(TÂCHES DE L'EXERCICE)
**a.** Pour chacune des affirmations ci-dessous, dites si elle concorde avec le texte en répondant oui ou non, et citez tels quels les mots du texte qui permettent de trancher. (i) Selon le texte, Édith Azam « trouv[e] une langue », comme Arthur Rimbaud en fait le vœu pour son propre poème. (ii) Selon le texte, le tiraillement du sens n'est qu'occasionnel. (iii) Selon le texte, dans l'injonction « Bestiole-moi », le nom « bestiole » est devenu un verbe à l'impératif.
**b.** Recopiez, s'il vous plaît, le passage du texte qui s'ouvre sur les mots contenant « Il y a comme » et se clôt sur « d’avoir du sens. ».

── TEXTE ──

Il y a comme une réverbération du sens, un étoilement, quelque chose qui cingle le sens en l’augmentant, et ce sans qu’on parvienne vraiment à définir la nature de cet accroissement. Le poème d’Édith Azam joue à fouette-cocher-du-sens. Il l’éviscère car il n’a pas de sens. Cela n’a pas de sens d’avoir du sens.
Comme Arthur Rimbaud en fait le vœu pour son propre poème, Édith Azam « trouv[e] une langue » et cette langue est « de l’âme pour l’âme, résumant tout, parfums, sons, couleurs, de la pensée accrochant la pensée et tirant ».
Comme Pupille, la poète « démonte la syntaxe », elle et son lecteur « s’énigment / se respirent / se bestiolent au travers des parois ». Tout fonctionne comme si le texte ne se lisait pas de gauche à droite et de haut en bas mais s’absorbait comme un buvard le fait de l’encre. Ensuite, il faut « explorer le silence : / le bord / des déchirures ».
Pupille est « bestiolée », entendons un peu secouée, mais peu importe, ici, il s’agit de se sentir vivant, il s’agit de vivre. Or « Vivre : / c’est d’abord dans les os ». Avec Édith Azam, c’est le grand chamboulement dès l’avant premier poème, dès la couverture et le titre dans lesquels on peut lire : 1. Une définition : je suis Pupille, c’est-à-dire un regard profond, une drôle de bestiole ; 2. Une injonction « Bestiole-moi », expression dans laquelle l’hypostase – le nom « bestiole » est devenu un verbe à l’impératif – pourrait signifier « bouscule-moi », et cette injonction s’adresserait à Pupille ; 3. Une fable : Pupille, le Fou et sa Bestiole ; 4. Une métaphore : un appel à rendre le regard étranger à lui-même ; 5. Un avertissement : plus la vision sera rendue étrangère à elle-même plus elle s’enrichira, il s’agit donc pour le lecteur d’un ensauvagement… et il serait possible de continuer encore la liste d’hypothèses.
Ce tiraillement du sens est permanent. De la même façon, de nombreux mouvements sont instillés dans le corps au moyen du langage, au moyen du poème. Il y a donc aussi un tiraillement du corps entre « être en soi » et « se fuir » et cette hésitation entre l’un et l’autre va devenir peu à peu une unité, un balancement, un système : l’alternance. Ainsi le corps est-il soumis aux éléments « qui sauvagent », à différentes actions car tout s’écrit « dans la chair » : « parler ça se déchire, « ça nous expulse », on a le rire fou qui vient se « spiraliser » et le corps qui en vient à « somnambuler ».

───
── DONNÉES FOURNIES ──

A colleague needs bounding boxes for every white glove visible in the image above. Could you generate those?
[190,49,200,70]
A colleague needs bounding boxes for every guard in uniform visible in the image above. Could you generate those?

───

(RÉPONSES PAR TÂCHE)
**a.**
(i) Oui : “Comme Arthur Rimbaud en fait le vœu pour son propre poème, Édith Azam « trouv[e] une langue »”
(ii) Non : “Ce tiraillement du sens est permanent.”
(iii) Oui : “le nom « bestiole » est devenu un verbe à l’impératif”

**b.**
Il y a comme une réverbération du sens, un étoilement, quelque chose qui cingle le sens en l’augmentant, et ce sans qu’on parvienne vraiment à définir la nature de cet accroissement. Le poème d’Édith Azam joue à fouette-cocher-du-sens. Il l’éviscère car il n’a pas de sens. Cela n’a pas de sens d’avoir du sens.